RECORDS PROVIDED:
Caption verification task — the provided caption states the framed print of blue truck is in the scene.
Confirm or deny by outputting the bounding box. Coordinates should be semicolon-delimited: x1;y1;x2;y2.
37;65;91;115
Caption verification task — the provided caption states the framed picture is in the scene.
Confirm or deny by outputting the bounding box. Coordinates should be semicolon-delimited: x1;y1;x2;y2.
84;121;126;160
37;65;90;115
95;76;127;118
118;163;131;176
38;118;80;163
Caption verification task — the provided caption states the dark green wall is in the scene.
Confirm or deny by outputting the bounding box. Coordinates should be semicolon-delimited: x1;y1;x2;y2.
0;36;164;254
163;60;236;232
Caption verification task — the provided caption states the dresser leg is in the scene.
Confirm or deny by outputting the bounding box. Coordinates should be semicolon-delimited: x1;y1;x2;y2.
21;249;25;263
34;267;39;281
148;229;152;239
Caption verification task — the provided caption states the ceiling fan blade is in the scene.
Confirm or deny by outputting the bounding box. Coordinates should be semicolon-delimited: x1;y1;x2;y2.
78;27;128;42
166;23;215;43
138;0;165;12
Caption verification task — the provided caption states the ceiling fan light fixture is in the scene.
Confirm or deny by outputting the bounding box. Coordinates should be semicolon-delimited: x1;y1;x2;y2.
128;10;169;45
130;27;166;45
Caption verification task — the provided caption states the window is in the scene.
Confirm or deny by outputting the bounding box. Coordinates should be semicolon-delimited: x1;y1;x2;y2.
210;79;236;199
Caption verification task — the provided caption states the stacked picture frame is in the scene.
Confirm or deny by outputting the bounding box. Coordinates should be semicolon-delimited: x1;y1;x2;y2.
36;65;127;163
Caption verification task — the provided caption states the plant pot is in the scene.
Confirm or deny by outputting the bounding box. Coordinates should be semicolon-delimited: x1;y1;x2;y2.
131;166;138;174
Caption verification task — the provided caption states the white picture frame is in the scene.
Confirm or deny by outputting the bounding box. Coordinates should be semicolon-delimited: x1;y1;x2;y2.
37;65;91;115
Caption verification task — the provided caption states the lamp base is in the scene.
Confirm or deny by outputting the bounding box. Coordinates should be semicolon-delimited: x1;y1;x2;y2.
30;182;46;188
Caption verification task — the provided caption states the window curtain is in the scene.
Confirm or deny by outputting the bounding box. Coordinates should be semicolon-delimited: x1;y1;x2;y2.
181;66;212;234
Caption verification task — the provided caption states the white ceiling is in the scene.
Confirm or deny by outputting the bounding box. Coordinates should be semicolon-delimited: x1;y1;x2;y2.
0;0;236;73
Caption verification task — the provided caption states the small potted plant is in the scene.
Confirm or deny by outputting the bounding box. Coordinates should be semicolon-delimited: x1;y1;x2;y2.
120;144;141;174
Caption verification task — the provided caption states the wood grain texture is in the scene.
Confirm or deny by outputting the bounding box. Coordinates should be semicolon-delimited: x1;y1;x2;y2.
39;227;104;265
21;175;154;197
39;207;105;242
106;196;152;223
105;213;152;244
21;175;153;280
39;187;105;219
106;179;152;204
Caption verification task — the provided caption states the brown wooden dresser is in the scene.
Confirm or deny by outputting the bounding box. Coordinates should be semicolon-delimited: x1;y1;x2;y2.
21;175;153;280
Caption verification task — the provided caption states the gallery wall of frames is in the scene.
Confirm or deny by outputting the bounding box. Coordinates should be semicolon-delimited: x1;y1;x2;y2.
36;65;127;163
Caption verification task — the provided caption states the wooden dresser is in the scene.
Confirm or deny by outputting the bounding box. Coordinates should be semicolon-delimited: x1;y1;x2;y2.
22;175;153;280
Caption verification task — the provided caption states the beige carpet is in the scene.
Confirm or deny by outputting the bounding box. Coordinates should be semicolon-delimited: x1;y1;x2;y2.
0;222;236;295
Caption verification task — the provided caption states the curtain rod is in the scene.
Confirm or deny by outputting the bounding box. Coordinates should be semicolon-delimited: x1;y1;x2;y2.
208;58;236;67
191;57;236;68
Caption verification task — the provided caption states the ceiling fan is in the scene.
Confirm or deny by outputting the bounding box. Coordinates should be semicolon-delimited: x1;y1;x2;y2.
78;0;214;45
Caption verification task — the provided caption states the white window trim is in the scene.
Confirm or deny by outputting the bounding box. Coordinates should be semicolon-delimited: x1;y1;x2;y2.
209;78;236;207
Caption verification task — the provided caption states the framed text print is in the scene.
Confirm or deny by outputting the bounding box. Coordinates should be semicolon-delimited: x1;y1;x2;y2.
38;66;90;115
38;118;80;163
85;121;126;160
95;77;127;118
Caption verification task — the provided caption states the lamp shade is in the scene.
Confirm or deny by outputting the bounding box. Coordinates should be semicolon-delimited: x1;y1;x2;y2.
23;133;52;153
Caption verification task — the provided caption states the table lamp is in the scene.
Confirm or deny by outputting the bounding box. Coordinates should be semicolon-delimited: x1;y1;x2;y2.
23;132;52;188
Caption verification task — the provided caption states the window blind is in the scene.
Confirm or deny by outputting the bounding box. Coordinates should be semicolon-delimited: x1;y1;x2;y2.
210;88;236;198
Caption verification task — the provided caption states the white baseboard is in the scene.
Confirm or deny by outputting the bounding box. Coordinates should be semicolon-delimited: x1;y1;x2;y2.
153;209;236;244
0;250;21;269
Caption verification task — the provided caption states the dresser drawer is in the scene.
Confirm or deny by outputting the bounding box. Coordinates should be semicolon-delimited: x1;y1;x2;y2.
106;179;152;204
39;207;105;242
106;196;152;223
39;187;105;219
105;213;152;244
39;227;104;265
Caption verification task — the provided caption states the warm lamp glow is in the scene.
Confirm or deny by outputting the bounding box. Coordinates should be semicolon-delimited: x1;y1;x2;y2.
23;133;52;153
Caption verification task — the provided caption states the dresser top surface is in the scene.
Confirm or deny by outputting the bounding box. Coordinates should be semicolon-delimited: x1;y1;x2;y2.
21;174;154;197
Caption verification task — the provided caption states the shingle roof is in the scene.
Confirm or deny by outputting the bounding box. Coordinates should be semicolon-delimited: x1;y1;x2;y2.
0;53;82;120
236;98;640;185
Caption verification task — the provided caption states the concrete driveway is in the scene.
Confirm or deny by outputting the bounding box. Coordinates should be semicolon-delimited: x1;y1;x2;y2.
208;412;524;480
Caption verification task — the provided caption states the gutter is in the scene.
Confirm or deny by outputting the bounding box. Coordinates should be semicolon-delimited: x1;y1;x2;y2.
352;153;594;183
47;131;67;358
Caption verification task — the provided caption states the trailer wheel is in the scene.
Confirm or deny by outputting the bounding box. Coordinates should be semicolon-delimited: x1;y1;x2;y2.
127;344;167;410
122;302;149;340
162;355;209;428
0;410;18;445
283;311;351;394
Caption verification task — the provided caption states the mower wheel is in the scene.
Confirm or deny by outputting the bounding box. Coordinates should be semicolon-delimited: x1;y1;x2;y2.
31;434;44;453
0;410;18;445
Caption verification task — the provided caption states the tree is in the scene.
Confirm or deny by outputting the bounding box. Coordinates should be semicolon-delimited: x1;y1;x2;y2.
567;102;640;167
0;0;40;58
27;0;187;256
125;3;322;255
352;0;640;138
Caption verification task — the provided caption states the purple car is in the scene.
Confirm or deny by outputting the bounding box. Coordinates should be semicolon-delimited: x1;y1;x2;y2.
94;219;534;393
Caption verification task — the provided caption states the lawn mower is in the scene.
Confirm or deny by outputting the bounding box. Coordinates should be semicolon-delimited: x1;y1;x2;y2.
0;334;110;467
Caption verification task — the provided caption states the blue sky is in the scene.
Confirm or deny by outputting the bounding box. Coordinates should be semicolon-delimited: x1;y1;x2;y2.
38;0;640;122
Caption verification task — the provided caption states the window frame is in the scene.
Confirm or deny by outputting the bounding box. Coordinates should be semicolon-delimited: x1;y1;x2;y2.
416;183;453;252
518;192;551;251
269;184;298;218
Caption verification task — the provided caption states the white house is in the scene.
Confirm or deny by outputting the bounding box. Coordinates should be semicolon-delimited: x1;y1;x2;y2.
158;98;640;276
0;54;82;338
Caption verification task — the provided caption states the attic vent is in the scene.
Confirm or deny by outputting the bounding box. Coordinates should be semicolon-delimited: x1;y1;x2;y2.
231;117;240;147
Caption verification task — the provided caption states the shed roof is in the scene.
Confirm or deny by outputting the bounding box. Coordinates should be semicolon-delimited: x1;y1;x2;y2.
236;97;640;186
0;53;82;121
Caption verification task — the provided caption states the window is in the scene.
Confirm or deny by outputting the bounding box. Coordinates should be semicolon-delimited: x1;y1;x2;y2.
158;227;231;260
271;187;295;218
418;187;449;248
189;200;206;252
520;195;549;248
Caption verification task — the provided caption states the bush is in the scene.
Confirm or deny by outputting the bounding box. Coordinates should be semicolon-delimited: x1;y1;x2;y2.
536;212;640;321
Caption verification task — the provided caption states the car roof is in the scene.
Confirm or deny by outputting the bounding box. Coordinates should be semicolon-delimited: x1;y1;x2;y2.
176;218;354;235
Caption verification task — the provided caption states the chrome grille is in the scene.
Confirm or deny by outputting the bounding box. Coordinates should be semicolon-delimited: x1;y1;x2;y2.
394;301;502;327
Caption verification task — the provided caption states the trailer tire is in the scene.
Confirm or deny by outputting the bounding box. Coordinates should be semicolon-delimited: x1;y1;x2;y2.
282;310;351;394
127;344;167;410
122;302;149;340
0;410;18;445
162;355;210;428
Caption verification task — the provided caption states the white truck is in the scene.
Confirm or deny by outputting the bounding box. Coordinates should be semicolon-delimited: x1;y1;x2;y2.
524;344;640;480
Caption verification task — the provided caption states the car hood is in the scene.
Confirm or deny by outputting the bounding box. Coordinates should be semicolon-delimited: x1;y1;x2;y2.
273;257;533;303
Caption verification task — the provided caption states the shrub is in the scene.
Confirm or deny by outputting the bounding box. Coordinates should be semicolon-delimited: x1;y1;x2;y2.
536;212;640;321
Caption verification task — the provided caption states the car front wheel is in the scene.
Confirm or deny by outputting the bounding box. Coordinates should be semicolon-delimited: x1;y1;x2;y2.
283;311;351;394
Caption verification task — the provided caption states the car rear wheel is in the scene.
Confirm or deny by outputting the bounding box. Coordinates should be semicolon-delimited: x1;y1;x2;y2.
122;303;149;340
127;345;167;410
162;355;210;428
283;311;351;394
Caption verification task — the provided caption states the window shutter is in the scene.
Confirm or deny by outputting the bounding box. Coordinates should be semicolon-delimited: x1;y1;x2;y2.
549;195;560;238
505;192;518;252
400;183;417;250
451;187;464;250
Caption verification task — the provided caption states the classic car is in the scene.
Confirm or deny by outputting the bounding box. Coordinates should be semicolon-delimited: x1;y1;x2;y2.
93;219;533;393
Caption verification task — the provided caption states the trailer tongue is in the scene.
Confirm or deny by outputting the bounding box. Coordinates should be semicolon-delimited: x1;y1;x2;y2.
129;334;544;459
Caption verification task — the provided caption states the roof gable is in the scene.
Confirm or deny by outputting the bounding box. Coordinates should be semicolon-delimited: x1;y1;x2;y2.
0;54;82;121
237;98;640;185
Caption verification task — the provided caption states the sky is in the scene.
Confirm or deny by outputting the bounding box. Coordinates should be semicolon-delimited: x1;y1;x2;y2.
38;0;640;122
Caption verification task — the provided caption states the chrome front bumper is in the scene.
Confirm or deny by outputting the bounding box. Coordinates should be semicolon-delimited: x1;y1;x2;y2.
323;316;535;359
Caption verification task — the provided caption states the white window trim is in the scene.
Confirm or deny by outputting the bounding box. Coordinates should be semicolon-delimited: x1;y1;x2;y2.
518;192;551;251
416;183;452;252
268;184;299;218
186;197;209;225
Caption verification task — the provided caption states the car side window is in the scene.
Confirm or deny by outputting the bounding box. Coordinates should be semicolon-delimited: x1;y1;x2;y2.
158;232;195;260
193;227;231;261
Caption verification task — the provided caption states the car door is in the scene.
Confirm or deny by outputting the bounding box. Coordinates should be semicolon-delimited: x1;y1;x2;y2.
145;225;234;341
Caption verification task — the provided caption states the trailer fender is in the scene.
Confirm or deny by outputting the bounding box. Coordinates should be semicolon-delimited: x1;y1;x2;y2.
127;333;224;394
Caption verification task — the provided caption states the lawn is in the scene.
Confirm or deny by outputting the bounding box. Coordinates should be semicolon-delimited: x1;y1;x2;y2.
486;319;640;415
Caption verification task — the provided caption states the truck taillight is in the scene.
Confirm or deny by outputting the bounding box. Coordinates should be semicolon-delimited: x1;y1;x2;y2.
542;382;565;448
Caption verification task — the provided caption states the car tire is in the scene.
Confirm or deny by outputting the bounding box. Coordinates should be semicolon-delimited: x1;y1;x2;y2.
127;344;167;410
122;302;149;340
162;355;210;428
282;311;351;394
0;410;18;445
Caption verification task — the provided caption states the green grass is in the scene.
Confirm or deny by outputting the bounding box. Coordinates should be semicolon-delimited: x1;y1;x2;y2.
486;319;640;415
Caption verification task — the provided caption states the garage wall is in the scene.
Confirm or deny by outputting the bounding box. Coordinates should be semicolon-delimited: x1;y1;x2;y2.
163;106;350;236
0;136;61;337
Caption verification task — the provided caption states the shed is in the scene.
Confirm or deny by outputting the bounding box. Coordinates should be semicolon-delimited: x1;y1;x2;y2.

THE EXERCISE: Retype the rows from the one containing "bumper is in the scene." through the one containing "186;197;209;225", inclusive, with no changes.

WRITTEN ANSWER:
Caption verification task — the provided caption states the chrome front bumper is in the scene.
Confirm or deny by outputting the bounding box. Coordinates should be semicolon-delimited: x1;y1;x2;y2.
323;316;535;359
Caption verification task — the provided caption states the white window trim is in the scene.
Confirm or deny by outputting the bounding box. Coordinates should be semicolon-delimited: x1;y1;x2;y2.
518;192;551;251
416;183;452;252
268;184;299;218
186;197;209;225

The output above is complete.